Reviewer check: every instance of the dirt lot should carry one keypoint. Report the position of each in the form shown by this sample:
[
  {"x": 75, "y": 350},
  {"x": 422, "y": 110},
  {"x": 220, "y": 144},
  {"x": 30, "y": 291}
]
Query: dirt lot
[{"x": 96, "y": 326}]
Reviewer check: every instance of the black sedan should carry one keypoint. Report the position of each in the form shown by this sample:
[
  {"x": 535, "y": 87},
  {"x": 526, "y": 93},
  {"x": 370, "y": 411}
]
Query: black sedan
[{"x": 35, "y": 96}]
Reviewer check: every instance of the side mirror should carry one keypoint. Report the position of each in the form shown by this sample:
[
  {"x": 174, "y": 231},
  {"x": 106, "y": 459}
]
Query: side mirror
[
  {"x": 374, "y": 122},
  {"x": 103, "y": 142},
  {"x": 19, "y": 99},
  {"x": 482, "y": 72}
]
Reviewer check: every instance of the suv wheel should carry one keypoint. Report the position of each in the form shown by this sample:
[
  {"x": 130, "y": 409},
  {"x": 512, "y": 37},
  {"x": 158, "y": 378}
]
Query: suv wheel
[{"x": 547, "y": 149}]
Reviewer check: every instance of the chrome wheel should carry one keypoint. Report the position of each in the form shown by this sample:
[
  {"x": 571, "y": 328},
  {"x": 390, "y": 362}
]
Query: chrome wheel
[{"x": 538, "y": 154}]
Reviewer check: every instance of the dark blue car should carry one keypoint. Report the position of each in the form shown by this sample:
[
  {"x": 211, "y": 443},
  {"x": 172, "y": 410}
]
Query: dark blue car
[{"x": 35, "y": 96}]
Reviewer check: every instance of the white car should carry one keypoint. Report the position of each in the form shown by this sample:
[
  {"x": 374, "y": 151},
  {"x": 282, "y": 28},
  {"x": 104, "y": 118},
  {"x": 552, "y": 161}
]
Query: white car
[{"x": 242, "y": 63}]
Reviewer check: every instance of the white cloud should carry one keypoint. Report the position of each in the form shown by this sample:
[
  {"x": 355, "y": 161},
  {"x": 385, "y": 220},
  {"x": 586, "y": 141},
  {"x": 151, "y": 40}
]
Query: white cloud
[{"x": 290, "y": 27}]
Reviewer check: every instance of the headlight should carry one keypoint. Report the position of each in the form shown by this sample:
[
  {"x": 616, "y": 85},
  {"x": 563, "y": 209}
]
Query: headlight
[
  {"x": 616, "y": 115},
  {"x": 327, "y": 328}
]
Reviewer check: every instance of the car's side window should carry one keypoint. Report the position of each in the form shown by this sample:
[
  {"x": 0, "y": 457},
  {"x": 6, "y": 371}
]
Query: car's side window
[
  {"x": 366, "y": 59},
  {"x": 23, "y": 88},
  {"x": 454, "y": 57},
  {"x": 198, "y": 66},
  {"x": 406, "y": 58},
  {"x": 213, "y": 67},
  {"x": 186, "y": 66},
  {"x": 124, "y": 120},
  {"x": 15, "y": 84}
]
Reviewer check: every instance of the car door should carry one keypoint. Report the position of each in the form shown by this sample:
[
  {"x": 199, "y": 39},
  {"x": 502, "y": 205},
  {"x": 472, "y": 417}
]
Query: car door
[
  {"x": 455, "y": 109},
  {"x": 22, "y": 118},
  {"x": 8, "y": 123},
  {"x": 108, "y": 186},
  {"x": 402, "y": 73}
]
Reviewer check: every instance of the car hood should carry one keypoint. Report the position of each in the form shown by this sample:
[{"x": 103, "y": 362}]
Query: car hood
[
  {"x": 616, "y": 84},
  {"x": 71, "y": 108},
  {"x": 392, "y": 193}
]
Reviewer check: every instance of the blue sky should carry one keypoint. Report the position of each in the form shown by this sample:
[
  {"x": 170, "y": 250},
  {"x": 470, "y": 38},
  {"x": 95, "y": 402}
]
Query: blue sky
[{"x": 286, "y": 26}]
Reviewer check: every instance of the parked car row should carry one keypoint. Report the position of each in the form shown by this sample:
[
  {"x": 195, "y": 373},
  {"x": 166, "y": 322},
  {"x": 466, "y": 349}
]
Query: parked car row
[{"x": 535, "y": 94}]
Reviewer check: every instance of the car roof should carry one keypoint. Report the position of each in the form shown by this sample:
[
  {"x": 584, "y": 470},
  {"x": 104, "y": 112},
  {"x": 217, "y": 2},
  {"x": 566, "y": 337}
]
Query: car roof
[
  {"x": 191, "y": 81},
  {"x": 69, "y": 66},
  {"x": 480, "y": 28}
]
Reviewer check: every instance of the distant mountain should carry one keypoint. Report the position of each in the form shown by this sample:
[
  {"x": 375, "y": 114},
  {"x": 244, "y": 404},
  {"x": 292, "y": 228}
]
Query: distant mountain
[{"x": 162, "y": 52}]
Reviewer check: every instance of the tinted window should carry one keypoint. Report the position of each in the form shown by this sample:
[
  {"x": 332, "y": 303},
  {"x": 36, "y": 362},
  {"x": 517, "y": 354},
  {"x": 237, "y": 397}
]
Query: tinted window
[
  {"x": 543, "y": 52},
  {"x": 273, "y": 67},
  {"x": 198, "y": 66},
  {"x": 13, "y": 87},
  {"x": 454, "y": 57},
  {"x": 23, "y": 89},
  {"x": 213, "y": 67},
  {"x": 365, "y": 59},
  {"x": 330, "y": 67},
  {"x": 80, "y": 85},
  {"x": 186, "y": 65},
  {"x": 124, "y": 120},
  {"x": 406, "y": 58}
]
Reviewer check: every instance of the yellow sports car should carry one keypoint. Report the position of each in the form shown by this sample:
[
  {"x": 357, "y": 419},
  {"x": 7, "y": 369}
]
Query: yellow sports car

**What the exercise asks:** Reproduce the listing above with each "keypoint" changed to "marker point", keeping every other line and character as it is.

**Finished task:**
Reviewer check: every instance of the dirt lot should carry one marker point. Report the position of each in the form shown by this sample:
[
  {"x": 75, "y": 350},
  {"x": 422, "y": 110},
  {"x": 220, "y": 144},
  {"x": 30, "y": 291}
]
Query: dirt lot
[{"x": 96, "y": 326}]
Reviewer check: every instance of the black sedan should carry one marker point. Report the position of each in the form shown by this sample:
[
  {"x": 535, "y": 87},
  {"x": 526, "y": 93},
  {"x": 370, "y": 411}
]
Query: black sedan
[{"x": 35, "y": 96}]
Reviewer check: every instance of the side mirror should carry one marker point. Report the position of each in the form shown by this sample:
[
  {"x": 174, "y": 231},
  {"x": 106, "y": 459}
]
Query: side mirror
[
  {"x": 374, "y": 122},
  {"x": 103, "y": 142},
  {"x": 19, "y": 99},
  {"x": 482, "y": 72}
]
Reviewer check: every instance of the suv wheel should carry one marker point. Report the position of each in the form shown by this sample:
[
  {"x": 130, "y": 409},
  {"x": 512, "y": 37},
  {"x": 158, "y": 378}
]
Query: suv wheel
[{"x": 547, "y": 149}]
Reviewer check: every instance of the chrome wheel should carry one marker point. Report the position of each in the form shown by this sample:
[
  {"x": 571, "y": 328},
  {"x": 390, "y": 362}
]
Query: chrome wheel
[{"x": 538, "y": 154}]
Reviewer check: every instance of the dark blue car should carry one marker point. Report the position of each in the form shown by this sample:
[
  {"x": 211, "y": 443},
  {"x": 172, "y": 410}
]
Query: dark blue car
[{"x": 35, "y": 96}]
Reviewer check: every instance of the white car should carry one marker point. Report the position of each in the form shown by this sample:
[
  {"x": 374, "y": 151},
  {"x": 282, "y": 28},
  {"x": 104, "y": 118},
  {"x": 552, "y": 161}
]
Query: white car
[{"x": 242, "y": 63}]
Reviewer check: every instance of the white cloud should carry one marker point. Report the position of each in the form shown by this sample:
[
  {"x": 355, "y": 161},
  {"x": 385, "y": 220},
  {"x": 586, "y": 141},
  {"x": 151, "y": 40}
]
Query: white cloud
[{"x": 290, "y": 27}]
Reviewer check: every instance of the headlight should carry one marker point. Report the position of each in the form shown by this sample:
[
  {"x": 616, "y": 85},
  {"x": 563, "y": 209}
]
Query: headlight
[
  {"x": 616, "y": 115},
  {"x": 327, "y": 328}
]
Reviewer check: every instance of the car's side window should carry one marker point. Report the position of each in the form shown by this sample:
[
  {"x": 0, "y": 457},
  {"x": 6, "y": 371}
]
Query: car's side window
[
  {"x": 366, "y": 59},
  {"x": 23, "y": 88},
  {"x": 454, "y": 57},
  {"x": 198, "y": 66},
  {"x": 406, "y": 58},
  {"x": 213, "y": 67},
  {"x": 186, "y": 66},
  {"x": 124, "y": 120},
  {"x": 15, "y": 84}
]
Reviewer check: every instance of the car door should carry one marker point. Report the position of each in the form shown by this sample:
[
  {"x": 199, "y": 39},
  {"x": 502, "y": 205},
  {"x": 472, "y": 417}
]
Query: car door
[
  {"x": 455, "y": 109},
  {"x": 22, "y": 118},
  {"x": 8, "y": 123},
  {"x": 108, "y": 186},
  {"x": 402, "y": 73}
]
Reviewer check: every instance of the car hood should carry one marker point. Report the position of each in the form shown by this sample:
[{"x": 103, "y": 362}]
Query: car hood
[
  {"x": 616, "y": 84},
  {"x": 71, "y": 108},
  {"x": 392, "y": 193}
]
Reviewer check: every instance of the blue sky should carry one marker point. Report the position of each in the form shown by this sample:
[
  {"x": 170, "y": 250},
  {"x": 470, "y": 38},
  {"x": 95, "y": 402}
]
Query: blue sky
[{"x": 286, "y": 26}]
Reviewer check: every instance of the parked car row should carry one marker point. Report the position of each in the form shown by this sample:
[
  {"x": 195, "y": 373},
  {"x": 166, "y": 322},
  {"x": 466, "y": 349}
]
Query: parked car row
[{"x": 535, "y": 94}]
Reviewer check: every instance of the car roof should carry one marker point. Report the position of each in the form shown by this sample:
[
  {"x": 584, "y": 470},
  {"x": 104, "y": 112},
  {"x": 217, "y": 2},
  {"x": 566, "y": 337}
]
Query: car roof
[
  {"x": 191, "y": 81},
  {"x": 69, "y": 66},
  {"x": 480, "y": 28}
]
Reviewer check: every instance of the distant mountain should carry one marker point. Report the position of each in the form shown by this sample:
[
  {"x": 375, "y": 114},
  {"x": 244, "y": 404},
  {"x": 292, "y": 228}
]
Query: distant mountain
[{"x": 162, "y": 52}]
Reviewer check: every instance of the tinted window should carry one marker point. Report the position of each in the form shown by this sample:
[
  {"x": 332, "y": 303},
  {"x": 36, "y": 362},
  {"x": 517, "y": 354},
  {"x": 237, "y": 397}
]
Query: tinted window
[
  {"x": 543, "y": 52},
  {"x": 273, "y": 67},
  {"x": 198, "y": 66},
  {"x": 13, "y": 87},
  {"x": 454, "y": 57},
  {"x": 23, "y": 89},
  {"x": 213, "y": 67},
  {"x": 365, "y": 59},
  {"x": 330, "y": 67},
  {"x": 80, "y": 85},
  {"x": 186, "y": 65},
  {"x": 124, "y": 120},
  {"x": 406, "y": 58}
]
Reviewer check: every instance of the yellow sports car should carry one marker point. Report the position of each in the form shown by this sample:
[
  {"x": 357, "y": 419},
  {"x": 7, "y": 369}
]
Query: yellow sports car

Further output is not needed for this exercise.